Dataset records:
________________________________________

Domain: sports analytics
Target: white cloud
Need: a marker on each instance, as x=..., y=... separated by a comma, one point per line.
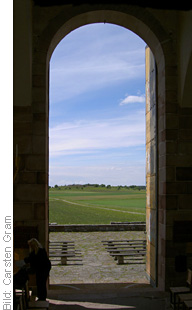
x=87, y=136
x=133, y=99
x=113, y=175
x=94, y=57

________________________________________

» Assignment
Omitting all pictures, copy the preceding entries without any alteration.

» Solution to this exercise
Domain: sports analytics
Target: white cloud
Need: a marker on each instance, as x=..., y=... separated by a comma, one point per line.
x=87, y=136
x=133, y=99
x=113, y=175
x=94, y=57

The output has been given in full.